▶ _Passage for review_
*** Begin section ***

Colin Corbett is an Assistant Professor of Economics at Bradley University in Peoria, who said these problems are a global phenomenon.

“So clearly there are a number of supply chain bottlenecks, and overall, sort of international shortages. Particularly with fuel in general and particularly with gasoline, we’re seeing international price surges and shortages,” Corbett said.

He said demand for energy is increasing dramatically as the world recovers from the pandemic. But in contrast, he said, companies like the Organization of Petroleum Exporting Countries (OPEC) are not increasing their supply. This, in turn, raises prices.

“They’re purposely letting prices go up in order to make more money,” he said.

However, he said prices seem more drastic for things like gas because during the pandemic, prices were so low. But now they are high, but not too much higher than pre-pandemic.

“What I always say as an economist is: let prices change your behavior,” Corbett said.

To save money amidst the inflation, Corbett said, one good alternative to online shopping is staying local. And even better, he said rather than buying fun things online for entertainment, instead buy local services for entertainment.

*** End section ***

▶ _Record set_
*** Begin section ***

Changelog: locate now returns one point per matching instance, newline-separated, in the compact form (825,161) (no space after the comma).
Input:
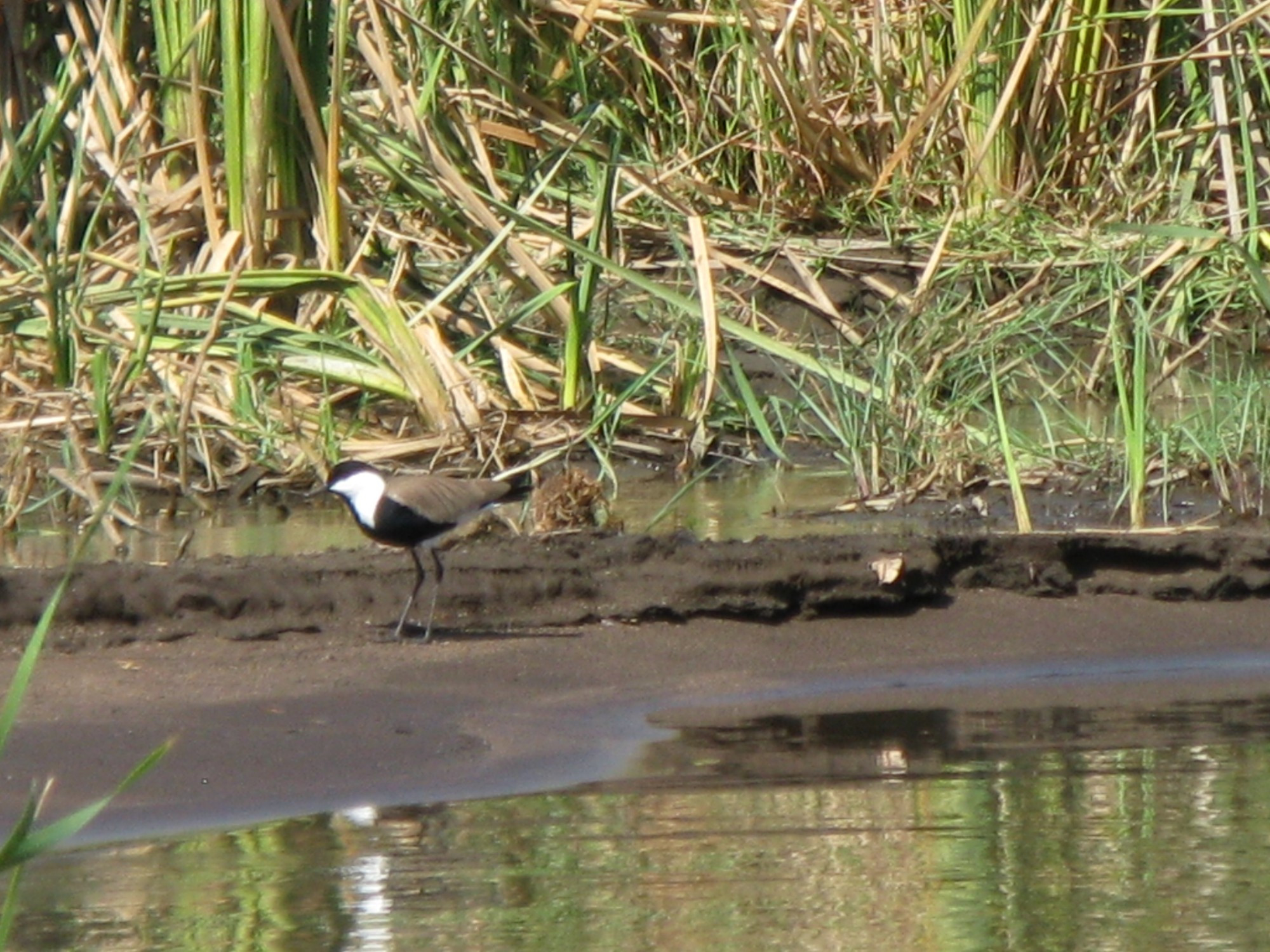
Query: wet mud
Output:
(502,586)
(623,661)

*** End section ***
*** Begin section ***

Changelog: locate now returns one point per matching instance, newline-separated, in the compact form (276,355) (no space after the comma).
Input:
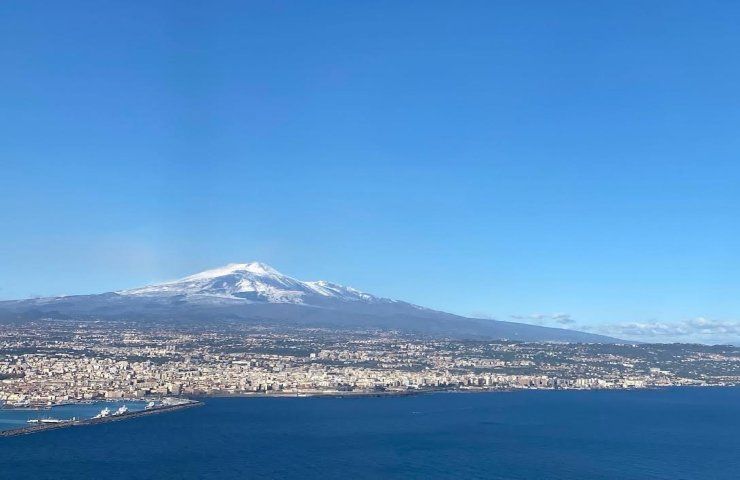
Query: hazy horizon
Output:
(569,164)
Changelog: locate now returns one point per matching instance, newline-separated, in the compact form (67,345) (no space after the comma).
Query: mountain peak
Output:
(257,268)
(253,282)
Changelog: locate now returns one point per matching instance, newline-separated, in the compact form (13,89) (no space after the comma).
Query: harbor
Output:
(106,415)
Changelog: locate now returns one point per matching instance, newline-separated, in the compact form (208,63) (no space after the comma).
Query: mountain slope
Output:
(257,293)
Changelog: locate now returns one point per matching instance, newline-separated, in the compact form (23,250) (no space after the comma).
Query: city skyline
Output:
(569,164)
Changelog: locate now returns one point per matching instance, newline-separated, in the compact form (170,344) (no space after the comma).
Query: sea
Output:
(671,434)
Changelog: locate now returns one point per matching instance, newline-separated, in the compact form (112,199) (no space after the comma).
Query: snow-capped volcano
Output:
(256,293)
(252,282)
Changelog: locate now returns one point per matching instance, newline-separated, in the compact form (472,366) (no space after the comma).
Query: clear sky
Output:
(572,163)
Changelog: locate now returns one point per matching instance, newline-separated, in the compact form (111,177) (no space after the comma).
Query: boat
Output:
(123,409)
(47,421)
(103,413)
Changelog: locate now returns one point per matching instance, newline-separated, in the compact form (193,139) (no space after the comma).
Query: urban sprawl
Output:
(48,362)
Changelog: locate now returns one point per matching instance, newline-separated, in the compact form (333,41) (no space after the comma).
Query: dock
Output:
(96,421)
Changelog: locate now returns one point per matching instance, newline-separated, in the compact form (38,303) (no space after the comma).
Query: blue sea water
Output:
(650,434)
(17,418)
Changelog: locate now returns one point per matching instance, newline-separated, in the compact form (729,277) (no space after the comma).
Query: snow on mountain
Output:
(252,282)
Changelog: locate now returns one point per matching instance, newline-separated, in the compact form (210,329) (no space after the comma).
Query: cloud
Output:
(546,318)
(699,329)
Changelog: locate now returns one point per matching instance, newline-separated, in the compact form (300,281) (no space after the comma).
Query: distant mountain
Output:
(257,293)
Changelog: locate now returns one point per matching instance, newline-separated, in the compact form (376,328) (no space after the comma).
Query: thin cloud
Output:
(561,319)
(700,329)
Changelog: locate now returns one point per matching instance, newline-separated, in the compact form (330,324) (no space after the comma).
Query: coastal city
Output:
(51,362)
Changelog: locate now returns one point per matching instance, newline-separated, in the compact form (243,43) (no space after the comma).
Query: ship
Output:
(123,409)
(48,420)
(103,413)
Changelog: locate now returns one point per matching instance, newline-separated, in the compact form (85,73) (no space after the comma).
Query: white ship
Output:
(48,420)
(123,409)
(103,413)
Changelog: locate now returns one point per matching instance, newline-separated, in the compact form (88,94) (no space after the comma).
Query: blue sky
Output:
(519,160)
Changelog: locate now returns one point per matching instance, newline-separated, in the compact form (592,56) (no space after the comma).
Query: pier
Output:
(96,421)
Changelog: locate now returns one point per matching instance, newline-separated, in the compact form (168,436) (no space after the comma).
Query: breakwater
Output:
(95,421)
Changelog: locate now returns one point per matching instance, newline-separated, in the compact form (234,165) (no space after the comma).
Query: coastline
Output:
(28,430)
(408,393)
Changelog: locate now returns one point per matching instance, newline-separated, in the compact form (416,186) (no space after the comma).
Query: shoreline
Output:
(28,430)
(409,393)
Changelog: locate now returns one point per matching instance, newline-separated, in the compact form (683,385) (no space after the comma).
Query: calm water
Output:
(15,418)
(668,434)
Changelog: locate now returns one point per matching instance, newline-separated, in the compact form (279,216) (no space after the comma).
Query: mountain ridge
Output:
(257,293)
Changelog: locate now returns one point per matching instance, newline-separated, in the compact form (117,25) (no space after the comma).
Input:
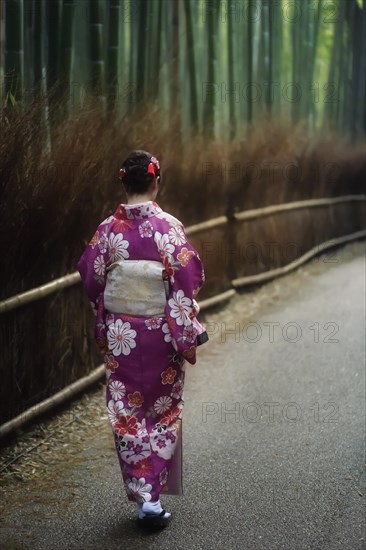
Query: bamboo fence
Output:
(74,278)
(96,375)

*** End section ***

▶ _Actions to take_
1. Can you condense the paragraph of the fuel-prices article that begins "He said demand for energy is increasing dramatically" into a single sentence, keeping its main facts?
2. Do these statements agree with the fuel-prices article? For each, answer yes or no and quote the deciding words.
(a) Corbett teaches economics at a university in Peoria.
(b) Corbett says gas prices are now far above pre-pandemic levels.
(c) Corbett recommends buying entertainment online instead of locally.
3. Can you carry the fuel-prices article forward from its last sentence?

▶ _Responses in order_
1. Corbett said energy demand is rising sharply as the world recovers from the pandemic, while companies like OPEC are not increasing supply, which raises prices.

2.
(a) Yes: "Assistant Professor of Economics at Bradley University in Peoria"
(b) No: "not too much higher than pre-pandemic"
(c) No: "rather than buying fun things online for entertainment, instead buy local services for entertainment"

3.
“If you want to support the local economy, buying local services is a great way to do so,” he said.

Corbett also said that instead of buying material gifts this holiday season, a better option is experience-based gifts. This would include tickets to an event, restaurant gift cards, and homemade gifts.

“Those are things that people value,” he said, ” and are not quite as subject to supply chain constraints.”

Corbett said the Federal Reserve is watching inflation rates closely, and one way it may try to counter inflation is by raising interest rates. However, he said if the issue is mostly transitory, the economy should recover on its own.